Pull out every line of the records that contains the word "playground", paying attention to case.

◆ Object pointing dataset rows
::::::::

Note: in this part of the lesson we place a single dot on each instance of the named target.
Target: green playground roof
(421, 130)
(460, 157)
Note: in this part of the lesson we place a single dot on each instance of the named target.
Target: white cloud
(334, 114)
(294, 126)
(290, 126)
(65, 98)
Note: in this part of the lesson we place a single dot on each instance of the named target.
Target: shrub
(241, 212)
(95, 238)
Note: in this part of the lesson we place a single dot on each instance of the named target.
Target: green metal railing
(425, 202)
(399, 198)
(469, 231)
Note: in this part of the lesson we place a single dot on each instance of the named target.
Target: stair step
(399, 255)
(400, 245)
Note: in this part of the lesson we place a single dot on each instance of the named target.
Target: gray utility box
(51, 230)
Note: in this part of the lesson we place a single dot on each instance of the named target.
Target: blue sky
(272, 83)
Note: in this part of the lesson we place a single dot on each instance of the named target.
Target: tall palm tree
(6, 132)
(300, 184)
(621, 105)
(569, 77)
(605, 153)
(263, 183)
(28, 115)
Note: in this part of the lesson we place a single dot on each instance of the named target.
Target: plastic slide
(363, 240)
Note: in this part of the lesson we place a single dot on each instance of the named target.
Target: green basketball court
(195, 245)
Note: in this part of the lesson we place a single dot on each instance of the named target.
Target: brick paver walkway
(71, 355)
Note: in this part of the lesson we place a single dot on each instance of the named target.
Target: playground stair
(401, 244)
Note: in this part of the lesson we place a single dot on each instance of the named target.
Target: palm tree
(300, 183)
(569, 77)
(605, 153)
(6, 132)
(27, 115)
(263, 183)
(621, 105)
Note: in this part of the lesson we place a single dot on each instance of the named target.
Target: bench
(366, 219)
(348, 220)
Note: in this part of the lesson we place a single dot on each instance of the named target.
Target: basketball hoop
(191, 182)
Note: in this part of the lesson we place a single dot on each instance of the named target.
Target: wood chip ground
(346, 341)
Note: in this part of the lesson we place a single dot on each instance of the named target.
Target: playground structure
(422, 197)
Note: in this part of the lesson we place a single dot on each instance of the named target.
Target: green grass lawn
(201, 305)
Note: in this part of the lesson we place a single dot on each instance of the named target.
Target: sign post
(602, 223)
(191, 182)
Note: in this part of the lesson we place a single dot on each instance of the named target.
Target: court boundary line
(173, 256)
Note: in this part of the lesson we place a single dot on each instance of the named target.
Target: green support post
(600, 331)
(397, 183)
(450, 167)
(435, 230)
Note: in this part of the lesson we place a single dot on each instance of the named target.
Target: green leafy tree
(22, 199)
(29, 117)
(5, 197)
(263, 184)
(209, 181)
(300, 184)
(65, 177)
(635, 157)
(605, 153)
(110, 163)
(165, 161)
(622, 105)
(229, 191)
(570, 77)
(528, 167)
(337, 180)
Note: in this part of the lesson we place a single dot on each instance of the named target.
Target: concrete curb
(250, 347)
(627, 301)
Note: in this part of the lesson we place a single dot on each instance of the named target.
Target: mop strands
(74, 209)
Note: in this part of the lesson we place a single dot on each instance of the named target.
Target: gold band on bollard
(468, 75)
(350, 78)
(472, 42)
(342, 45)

::::::::

◆ FINISHED TASK
Target: green playground roof
Target: playground stair
Target: playground structure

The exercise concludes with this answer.